• ACTIVITIES
(a) Return the passage of the article on India's lockdown easing from "The pictures of" to "handful of states.", copied word for word.
(b) Continue the article on India's lockdown easing, starting after its final sentence.

(Beginning of EXTRACTED TEXT)

India has announced plans to further ease a strict national lockdown even as the country reported a record daily rise in new Coronavirus cases.
From 8 June, restaurants, hotels, shopping centres and places of worship will be allowed to re-open in many areas in the first stage of a three-phase plan.
Weeks later, probably in July, schools and colleges will resume teaching.
But areas with high numbers of COVID-19 cases will remain under tight lockdown.
The plan comes after India registered a new record single-day rise in confirmed infections.
They reported nearly 8,000 cases on Saturday.
In total, India has recorded 174,500 cases and almost 5,000 deaths.
The nation of 1.3 billion has been hit less hard by the coronavirus than many other countries.
It went into a strict lockdown more than two months ago when the confirmed caseload was in the hundreds.
Official data suggests the decision prevented the loss of between 37,000 and 78,000 lives.
However, the cost to the economy has been high.
The pictures of millions of informal workers leaving cities for their rural villages after losing their jobs – some of them on foot – shocked the country.
Health officials say that they are able to further lift the lockdown in many places because most cases have been restricted to urban areas in a handful of states.
India’s 3 phases plan to ease lockdown
As part of the three-phase plan:
- Shopping centres, places of worship, hotels, restaurants and other hospitality services will open from 8 June (guidelines will be released to ensure social distancing)

(End of EXTRACTED TEXT)
(Beginning of EXTRACTED ENTRIES)

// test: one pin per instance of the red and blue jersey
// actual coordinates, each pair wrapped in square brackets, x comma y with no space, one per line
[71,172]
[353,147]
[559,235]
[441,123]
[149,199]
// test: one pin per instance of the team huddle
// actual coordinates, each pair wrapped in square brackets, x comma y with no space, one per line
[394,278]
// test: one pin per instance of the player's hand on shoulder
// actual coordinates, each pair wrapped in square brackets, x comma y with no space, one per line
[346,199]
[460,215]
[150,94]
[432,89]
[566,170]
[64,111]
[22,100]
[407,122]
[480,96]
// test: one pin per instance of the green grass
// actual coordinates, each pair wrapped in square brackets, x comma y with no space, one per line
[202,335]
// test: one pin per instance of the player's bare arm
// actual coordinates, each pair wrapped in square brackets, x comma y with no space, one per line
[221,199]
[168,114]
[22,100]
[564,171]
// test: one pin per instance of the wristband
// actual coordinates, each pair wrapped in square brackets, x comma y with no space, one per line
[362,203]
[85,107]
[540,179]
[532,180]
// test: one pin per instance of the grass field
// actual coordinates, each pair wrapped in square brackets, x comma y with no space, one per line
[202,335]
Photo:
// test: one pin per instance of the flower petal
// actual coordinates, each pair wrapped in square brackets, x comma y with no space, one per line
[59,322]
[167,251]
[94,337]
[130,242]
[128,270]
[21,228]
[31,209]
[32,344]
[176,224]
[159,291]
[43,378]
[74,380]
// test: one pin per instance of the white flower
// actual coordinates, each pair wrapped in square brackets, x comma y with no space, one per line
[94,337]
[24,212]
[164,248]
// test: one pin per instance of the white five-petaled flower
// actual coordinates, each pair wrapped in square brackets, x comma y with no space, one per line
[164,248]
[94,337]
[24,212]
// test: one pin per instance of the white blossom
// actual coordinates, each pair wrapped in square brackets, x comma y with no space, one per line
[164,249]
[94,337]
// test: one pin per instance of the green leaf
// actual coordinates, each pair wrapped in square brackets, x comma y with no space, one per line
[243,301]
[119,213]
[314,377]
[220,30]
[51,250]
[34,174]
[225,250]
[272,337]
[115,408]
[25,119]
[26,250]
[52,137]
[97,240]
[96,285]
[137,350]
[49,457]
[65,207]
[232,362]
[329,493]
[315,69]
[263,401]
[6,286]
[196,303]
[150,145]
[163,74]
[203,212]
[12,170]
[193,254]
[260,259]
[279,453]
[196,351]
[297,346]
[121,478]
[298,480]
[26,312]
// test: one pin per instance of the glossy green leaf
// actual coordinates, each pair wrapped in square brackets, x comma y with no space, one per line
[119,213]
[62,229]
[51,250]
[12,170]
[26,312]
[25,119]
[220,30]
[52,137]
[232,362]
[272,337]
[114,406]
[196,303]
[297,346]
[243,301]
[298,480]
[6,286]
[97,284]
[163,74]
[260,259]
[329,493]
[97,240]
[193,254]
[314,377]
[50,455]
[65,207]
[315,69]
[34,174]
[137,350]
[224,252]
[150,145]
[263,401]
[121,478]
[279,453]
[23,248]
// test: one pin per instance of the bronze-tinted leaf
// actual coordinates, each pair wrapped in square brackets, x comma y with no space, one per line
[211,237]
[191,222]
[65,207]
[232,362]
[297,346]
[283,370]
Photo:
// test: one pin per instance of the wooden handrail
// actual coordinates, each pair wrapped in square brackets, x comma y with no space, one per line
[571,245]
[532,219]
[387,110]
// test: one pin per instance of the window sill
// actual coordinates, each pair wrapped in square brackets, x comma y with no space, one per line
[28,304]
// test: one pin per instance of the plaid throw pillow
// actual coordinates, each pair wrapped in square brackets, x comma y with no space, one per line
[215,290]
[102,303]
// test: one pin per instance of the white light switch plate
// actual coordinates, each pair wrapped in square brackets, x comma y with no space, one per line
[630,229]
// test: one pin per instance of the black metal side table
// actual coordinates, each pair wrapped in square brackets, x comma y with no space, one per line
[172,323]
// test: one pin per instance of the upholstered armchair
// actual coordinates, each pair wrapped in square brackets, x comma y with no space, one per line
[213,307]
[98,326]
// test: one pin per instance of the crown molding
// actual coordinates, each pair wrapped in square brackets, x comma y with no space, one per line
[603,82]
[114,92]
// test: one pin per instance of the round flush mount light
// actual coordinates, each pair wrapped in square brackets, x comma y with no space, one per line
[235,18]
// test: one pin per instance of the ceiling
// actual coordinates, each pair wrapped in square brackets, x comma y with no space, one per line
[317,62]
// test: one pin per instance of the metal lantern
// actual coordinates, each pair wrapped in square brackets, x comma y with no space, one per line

(End of EXTRACTED ENTRIES)

• ANSWERS PROVIDED
(a)
The pictures of millions of informal workers leaving cities for their rural villages after losing their jobs – some of them on foot – shocked the country.
Health officials say that they are able to further lift the lockdown in many places because most cases have been restricted to urban areas in a handful of states.

(b)
- School and colleges may open later – possibly in July – after consultations with states
- International travel, metro services, cinemas, sporting events and gyms will be allowed to restart in an undated third phase but this will depend on “the situation”
- A night curfew will remain in place but shorten by two hours – from 21:00-05:00 instead of 19:00-07:00
These measures will not apply to designated “containment zones”.
These are areas where the virus is believed to be transmitting at a higher rate.
Such zones are at the district or neighbourhood level.
The city of Mumbai, India’s financial capital. in Maharashtra state, has one of the highest numbers of containment zones, reports suggest.
Hospitals there are struggling to cope with an influx of virus patients.
The reported infection rate in Maharashtra is three times the national average.
This rate is the number of infections for every 100 tests.
People will be restricted from moving between containment zones and non-containment zones.
There will be no restriction on general inter-state travel, the government says.